CONSIGNE A |
Répondez à partir de l'extrait sur la crise et les pays émergents :
(i) Combien de fois le salaire d'un ouvrier en Chine est-il inférieur au salaire dans les pays occidentaux ?
(ii) Dans quels pays l'essentiel des produits textiles est-il fabriqué ?
(iii) Sur quoi porte la tension extrême quand la croissance suit le rythme de ces dernières années ?

EXTRAIT DU DOCUMENT |
--*--
Je concluais ainsi : « La crise que nous vivons actuellement est comme une de ces premières contractions qui annoncent le rapprochement de l’accouchement : elle est douloureuse, et malheureusement la délivrance n’est pas encore pour tout de suite. Nous devons collectivement comprendre progressivement la portée des transformations en cours, et commencer à repenser nos organisations politiques collectives… »
Je voudrais maintenant préciser et prolonger mon propos.
Quels faits tout d’abord :
- Le salaire d’un ouvrier en Chine est environ 7 fois inférieur au salaire dans les pays occidentaux, celui des cadres supérieurs 3 fois (ce qui montre au passage le caractère non communiste du pays …)… Ayant monté avec un ami chinois une entreprise entre la France et la Chine, j’ai pu constater directement l’exactitude de ces écarts. On retrouve peu ou prou les mêmes écarts dans les autres pays dits émergents.
- La quasi-totalité des terminaux informatiques et téléphoniques sont produits en Chine. L’essentiel des produits textiles sont fabriqués en Inde et Chine, et le solde au Maghreb et Turquie. La fabrication de la plupart des produits manufacturés fait intervenir un processus compliqué répartissant et enchevêtrant la conception et la fabrication entre tous les pays du Monde. L’industrie du logiciel est structurée entre les pays occidentaux et l’Inde…
- Quand la croissance dans les pays occidentaux et émergents (Chine, Inde, Brésil, …) est au rythme de ces dernières années, nous vivons une tension extrême sur les matières premières (énergétiques notamment, mais pas seulement) et sur le transport maritime. Cette tension se traduit a minima par un renchérissement des biens correspondants.
--*--
Entrées tirées d'une collection
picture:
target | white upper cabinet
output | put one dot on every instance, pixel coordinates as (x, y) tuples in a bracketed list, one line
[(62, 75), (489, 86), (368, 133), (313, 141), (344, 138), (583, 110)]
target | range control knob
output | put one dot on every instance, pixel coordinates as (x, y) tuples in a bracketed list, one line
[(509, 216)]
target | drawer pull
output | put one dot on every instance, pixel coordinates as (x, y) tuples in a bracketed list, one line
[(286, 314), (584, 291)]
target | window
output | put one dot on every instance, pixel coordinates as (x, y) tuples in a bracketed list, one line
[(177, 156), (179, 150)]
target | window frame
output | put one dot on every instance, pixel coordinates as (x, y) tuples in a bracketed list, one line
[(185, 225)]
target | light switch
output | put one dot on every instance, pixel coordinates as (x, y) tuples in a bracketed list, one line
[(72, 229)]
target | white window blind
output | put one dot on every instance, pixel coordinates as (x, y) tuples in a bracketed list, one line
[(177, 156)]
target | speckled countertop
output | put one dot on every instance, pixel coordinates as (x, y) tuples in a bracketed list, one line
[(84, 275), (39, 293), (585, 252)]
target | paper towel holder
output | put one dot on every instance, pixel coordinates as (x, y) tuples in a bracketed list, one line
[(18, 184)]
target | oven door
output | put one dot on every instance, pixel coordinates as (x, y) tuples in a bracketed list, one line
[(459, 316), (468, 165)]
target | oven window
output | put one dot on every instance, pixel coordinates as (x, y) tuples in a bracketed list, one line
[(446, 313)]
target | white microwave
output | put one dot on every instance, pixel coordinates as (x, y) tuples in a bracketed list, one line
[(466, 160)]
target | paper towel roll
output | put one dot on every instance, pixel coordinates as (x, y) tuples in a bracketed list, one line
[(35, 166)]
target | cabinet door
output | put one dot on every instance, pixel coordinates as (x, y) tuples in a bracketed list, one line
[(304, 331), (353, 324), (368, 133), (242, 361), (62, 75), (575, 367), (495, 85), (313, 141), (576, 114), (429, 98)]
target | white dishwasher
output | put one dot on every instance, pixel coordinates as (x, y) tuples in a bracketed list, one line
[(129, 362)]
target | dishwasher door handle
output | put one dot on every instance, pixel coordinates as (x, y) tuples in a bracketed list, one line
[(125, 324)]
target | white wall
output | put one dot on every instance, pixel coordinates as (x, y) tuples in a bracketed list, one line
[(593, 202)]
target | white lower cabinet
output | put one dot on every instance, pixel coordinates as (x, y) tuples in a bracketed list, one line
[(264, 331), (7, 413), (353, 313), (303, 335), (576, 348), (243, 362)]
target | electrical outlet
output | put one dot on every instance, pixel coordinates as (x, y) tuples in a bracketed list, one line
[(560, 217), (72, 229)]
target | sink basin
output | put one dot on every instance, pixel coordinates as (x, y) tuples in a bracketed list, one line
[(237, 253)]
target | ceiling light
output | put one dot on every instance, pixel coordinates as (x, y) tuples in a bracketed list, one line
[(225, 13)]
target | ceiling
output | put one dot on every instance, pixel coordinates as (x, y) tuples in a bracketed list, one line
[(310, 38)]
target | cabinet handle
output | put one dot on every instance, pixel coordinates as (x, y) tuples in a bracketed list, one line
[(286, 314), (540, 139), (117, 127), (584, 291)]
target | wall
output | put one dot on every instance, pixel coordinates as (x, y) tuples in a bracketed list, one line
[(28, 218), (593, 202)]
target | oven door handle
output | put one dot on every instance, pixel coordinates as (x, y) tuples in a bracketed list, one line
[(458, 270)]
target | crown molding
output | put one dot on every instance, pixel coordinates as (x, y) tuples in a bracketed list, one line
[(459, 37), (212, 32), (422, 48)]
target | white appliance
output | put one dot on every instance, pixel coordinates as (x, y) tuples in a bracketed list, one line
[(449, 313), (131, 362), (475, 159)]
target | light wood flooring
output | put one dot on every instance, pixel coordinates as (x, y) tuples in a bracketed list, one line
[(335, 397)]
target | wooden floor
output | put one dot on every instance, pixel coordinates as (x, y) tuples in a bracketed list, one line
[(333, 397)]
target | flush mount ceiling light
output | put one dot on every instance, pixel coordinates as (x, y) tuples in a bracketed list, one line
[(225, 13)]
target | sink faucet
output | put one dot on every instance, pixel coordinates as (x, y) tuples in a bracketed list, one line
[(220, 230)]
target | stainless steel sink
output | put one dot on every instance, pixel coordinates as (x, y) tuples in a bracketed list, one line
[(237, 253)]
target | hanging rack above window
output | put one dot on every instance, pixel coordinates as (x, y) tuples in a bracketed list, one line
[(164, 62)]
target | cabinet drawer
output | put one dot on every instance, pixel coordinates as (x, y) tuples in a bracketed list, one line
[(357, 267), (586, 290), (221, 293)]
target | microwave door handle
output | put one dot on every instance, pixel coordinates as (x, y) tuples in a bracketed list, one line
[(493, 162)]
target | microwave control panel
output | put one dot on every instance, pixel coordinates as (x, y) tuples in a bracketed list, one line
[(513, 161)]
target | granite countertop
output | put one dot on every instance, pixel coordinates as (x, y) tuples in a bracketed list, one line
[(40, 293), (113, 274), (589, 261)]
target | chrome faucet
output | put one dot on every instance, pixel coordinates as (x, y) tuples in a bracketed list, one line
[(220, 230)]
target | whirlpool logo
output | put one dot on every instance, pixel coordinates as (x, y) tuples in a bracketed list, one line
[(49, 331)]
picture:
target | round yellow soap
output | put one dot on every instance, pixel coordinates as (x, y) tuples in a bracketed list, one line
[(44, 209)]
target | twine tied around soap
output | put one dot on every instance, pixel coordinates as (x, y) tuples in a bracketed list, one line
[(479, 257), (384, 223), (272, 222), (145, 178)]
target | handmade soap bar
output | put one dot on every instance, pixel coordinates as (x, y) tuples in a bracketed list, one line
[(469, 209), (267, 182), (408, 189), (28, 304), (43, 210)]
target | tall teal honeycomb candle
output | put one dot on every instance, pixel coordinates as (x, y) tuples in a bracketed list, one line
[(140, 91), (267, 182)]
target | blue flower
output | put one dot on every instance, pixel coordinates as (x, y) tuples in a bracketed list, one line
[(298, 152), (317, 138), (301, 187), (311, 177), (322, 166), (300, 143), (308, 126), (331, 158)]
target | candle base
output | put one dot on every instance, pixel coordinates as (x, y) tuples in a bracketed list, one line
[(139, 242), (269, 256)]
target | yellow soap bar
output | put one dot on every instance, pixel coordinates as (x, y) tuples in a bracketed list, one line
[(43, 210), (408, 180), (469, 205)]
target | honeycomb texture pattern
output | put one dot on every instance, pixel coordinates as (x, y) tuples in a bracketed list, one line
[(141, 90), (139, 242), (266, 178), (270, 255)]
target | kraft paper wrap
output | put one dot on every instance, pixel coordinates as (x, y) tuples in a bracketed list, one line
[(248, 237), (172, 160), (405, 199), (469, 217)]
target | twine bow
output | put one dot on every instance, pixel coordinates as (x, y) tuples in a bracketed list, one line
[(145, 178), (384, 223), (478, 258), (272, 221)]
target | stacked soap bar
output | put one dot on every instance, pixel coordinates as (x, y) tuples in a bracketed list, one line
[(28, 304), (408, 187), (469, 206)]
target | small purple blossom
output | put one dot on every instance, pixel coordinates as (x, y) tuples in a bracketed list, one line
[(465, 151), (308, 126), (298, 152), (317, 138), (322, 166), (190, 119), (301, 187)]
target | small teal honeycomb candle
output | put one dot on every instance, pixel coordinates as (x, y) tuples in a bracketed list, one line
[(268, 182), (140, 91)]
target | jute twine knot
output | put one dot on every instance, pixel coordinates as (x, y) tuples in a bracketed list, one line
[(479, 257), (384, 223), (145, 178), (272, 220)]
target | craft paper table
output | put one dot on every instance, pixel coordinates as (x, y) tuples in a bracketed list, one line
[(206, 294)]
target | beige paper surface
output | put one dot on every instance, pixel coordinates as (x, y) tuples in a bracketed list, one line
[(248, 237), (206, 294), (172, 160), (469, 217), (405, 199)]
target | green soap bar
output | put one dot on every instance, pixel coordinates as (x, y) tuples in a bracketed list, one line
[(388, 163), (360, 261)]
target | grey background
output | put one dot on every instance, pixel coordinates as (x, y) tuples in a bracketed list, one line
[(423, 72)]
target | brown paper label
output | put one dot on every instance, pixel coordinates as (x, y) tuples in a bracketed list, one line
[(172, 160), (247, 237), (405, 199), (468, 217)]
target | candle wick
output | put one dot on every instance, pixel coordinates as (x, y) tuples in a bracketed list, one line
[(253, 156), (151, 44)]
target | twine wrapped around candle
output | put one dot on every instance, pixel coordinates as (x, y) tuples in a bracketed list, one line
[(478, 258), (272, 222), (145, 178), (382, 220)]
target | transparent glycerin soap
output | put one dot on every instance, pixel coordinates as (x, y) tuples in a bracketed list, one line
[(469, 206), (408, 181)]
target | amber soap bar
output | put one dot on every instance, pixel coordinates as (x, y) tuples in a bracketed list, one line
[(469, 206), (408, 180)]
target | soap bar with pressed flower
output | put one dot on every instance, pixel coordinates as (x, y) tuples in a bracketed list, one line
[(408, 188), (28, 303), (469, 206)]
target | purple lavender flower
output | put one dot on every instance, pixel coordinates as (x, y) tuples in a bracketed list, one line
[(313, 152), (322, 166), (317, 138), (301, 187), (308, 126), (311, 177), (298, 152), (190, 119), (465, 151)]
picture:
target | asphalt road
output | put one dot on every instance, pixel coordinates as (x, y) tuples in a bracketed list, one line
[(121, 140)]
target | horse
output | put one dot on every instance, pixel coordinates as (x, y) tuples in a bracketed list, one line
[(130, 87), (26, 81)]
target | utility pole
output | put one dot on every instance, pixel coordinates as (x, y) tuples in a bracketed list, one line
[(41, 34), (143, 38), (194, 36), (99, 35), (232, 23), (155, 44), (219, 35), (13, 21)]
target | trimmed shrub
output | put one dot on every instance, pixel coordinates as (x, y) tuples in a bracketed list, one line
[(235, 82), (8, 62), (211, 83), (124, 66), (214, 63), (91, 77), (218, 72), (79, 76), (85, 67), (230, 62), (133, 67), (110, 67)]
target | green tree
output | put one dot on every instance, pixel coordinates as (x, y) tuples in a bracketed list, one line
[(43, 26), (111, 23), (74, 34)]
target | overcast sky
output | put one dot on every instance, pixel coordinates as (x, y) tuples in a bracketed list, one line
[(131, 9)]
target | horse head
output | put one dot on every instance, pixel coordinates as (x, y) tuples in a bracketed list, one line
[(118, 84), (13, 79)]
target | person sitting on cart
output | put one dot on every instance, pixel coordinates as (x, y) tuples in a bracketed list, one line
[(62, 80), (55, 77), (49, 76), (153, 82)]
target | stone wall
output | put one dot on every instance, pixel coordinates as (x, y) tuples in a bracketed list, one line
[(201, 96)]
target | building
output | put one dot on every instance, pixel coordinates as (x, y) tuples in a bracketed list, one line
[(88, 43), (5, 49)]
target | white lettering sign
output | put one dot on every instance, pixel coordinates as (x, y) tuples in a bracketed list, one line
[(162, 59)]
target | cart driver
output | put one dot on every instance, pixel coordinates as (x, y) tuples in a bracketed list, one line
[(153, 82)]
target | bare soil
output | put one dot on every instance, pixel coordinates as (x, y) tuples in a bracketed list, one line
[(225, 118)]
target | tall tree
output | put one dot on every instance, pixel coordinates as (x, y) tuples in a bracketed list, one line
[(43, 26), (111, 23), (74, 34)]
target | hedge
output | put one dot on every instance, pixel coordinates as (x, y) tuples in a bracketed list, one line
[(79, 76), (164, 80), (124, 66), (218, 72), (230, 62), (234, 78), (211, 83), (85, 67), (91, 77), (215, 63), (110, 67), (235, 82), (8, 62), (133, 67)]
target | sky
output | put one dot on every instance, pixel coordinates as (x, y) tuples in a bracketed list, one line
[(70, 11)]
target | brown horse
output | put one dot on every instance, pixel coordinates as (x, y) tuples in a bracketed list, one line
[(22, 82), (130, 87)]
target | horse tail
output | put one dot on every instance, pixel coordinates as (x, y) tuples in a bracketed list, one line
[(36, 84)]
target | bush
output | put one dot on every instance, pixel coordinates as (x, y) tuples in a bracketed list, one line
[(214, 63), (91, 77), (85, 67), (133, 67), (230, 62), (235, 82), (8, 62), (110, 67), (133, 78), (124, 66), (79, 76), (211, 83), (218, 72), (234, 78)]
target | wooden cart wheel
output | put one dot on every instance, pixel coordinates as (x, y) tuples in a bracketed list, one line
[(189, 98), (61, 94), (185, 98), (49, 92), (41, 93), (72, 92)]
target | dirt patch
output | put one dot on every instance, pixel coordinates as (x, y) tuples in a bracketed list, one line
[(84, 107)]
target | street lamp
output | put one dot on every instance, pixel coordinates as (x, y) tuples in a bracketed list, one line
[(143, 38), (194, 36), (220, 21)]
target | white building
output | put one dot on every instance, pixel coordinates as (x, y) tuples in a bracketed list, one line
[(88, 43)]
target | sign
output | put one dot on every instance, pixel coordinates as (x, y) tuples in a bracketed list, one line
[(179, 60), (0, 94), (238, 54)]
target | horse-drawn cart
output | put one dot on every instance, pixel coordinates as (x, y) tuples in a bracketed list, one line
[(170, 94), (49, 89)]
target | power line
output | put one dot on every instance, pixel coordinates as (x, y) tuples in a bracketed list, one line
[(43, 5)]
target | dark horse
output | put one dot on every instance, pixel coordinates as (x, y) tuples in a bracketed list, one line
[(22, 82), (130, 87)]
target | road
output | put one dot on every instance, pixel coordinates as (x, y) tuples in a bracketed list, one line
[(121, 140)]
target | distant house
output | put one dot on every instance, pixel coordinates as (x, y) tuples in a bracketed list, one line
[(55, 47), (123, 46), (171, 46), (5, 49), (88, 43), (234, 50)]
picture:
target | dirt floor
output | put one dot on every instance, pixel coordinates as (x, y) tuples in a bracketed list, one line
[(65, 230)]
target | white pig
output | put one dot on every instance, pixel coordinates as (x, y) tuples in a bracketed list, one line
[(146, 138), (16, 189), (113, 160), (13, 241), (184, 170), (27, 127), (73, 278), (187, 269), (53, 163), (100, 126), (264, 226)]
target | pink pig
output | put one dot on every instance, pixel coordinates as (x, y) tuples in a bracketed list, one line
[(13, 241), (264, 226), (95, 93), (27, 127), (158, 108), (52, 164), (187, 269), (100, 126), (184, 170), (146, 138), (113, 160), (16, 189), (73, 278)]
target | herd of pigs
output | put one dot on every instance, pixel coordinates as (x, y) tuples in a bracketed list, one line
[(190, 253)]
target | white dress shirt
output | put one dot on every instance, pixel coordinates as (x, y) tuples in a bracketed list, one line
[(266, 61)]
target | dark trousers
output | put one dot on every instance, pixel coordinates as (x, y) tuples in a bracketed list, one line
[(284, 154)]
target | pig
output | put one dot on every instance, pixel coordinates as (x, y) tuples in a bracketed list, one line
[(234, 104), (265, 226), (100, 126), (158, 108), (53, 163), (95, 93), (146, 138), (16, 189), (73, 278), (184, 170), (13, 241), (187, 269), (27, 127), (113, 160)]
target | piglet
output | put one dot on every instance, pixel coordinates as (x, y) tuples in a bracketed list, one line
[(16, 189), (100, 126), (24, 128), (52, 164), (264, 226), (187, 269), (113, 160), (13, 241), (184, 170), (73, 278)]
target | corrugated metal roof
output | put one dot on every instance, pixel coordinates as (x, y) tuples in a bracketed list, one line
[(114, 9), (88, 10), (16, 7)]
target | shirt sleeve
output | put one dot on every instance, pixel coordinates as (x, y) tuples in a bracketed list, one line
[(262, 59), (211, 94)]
--*--
CONSIGNE B | Mettez en CSV à deux colonnes, nommées demande et reponse, les enregistrements allant de la ligne qui contient "target | white pig" jusqu'à celle qui contient "189), (73, 278)]", ces deux lignes comprises, et ceux-là seulement. Chaque rangée contient une demande et sa réponse, chacune dans un champ entre guillemets où les retours à la ligne deviennent des espaces.

CORRIGÉ A |
(i) Environ 7 fois.
(ii) En Inde et en Chine.
(iii) Sur les matières premières et sur le transport maritime.

CORRIGÉ B |
demande,reponse
"target | white pig output | put one dot on every instance, pixel coordinates as (x, y) tuples in a bracketed list, one line","[(146, 138), (16, 189), (113, 160), (13, 241), (184, 170), (27, 127), (73, 278), (187, 269), (53, 163), (100, 126), (264, 226)]"
"target | pink pig output | put one dot on every instance, pixel coordinates as (x, y) tuples in a bracketed list, one line","[(13, 241), (264, 226), (95, 93), (27, 127), (158, 108), (52, 164), (187, 269), (100, 126), (184, 170), (146, 138), (113, 160), (16, 189), (73, 278)]"